■ Texte du document:
# # #

Le 7 avril 2020, dans le contexte de la crise sanitaire, la société avait proposé aux organisations syndicales un avenant visant notamment à modifier les budgets d’augmentations de certaines catégories de salaires.
L'une des organisations syndicales avait refusé de signer cet avenant.
Le 20 avril 2020, la société avait fait diffuser aux salariés une note intitulée « complément d’information concernant les augmentations salariales 2020 », indiquant que l’entreprise avait pris la décision de « permettre aux salariés qui le veulent de reporter la date de l’activation de leur augmentation individuelle de mai 2020 à mai 2021 », en exprimant leur choix par email au plus tard le 7 mai 2020.
La même organisation syndicale avait saisi le Juge des référés, dénonçant les pressions exercées par l’employeur sur les salariés pour les inciter à renoncer à leurs avantages conventionnels. Le syndicat estimait que la remise en cause, par l’employeur, d’un accord collectif, constituait un trouble manifestement illicite qu’il incombait au Juge des référés de faire cesser.
Même avec l'accord de l’employeur, le salarié ne peut pas renoncer aux avantages salariaux d’une convention collective
De son côté, la société soutenait qu’un accord collectif ne s’incorpore pas au contrat de travail et ne peut pas avoir pour effet de modifier ce dernier sans l’accord express du salarié.

# # #

■ Série de tâches:
[1] Répondez aux questions suivantes d'après le texte du document.
(a) À quelle date la société a-t-elle proposé l'avenant aux organisations syndicales ?
(b) Jusqu'à quelle date les salariés pouvaient-ils exprimer leur choix par email ?
(c) Quel juge l'organisation syndicale a-t-elle saisi ?
[2] Traduisez en anglais la phrase suivante du texte du document : « L'une des organisations syndicales avait refusé de signer cet avenant. »
[3] Renvoyez mot pour mot le passage du texte du document qui va de « Le 20 avril » jusqu'à « 7 mai 2020. » inclus.

# # #

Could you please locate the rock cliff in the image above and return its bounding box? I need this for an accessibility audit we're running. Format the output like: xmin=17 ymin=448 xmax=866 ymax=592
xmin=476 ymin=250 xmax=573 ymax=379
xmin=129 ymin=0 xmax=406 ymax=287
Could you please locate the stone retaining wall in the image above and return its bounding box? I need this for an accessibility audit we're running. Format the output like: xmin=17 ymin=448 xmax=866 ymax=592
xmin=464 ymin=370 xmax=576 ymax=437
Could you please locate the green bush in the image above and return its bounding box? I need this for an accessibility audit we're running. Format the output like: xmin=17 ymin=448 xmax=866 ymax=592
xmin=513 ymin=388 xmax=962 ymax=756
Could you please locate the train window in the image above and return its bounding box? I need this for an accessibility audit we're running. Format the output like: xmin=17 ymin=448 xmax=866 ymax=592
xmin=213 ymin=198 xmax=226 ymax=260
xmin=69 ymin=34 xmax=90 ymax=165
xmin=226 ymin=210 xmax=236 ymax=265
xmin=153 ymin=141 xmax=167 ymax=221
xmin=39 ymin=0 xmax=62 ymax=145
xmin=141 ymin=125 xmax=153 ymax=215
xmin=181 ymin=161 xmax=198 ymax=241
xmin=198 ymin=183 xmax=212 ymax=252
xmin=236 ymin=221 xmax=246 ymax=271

# # #

■ Réponses par tâche:
[1]
(a) Le 7 avril 2020.
(b) Le 7 mai 2020.
(c) Le Juge des référés.

[2] One of the trade unions had refused to sign this amendment.

[3]
Le 20 avril 2020, la société avait fait diffuser aux salariés une note intitulée « complément d’information concernant les augmentations salariales 2020 », indiquant que l’entreprise avait pris la décision de « permettre aux salariés qui le veulent de reporter la date de l’activation de leur augmentation individuelle de mai 2020 à mai 2021 », en exprimant leur choix par email au plus tard le 7 mai 2020.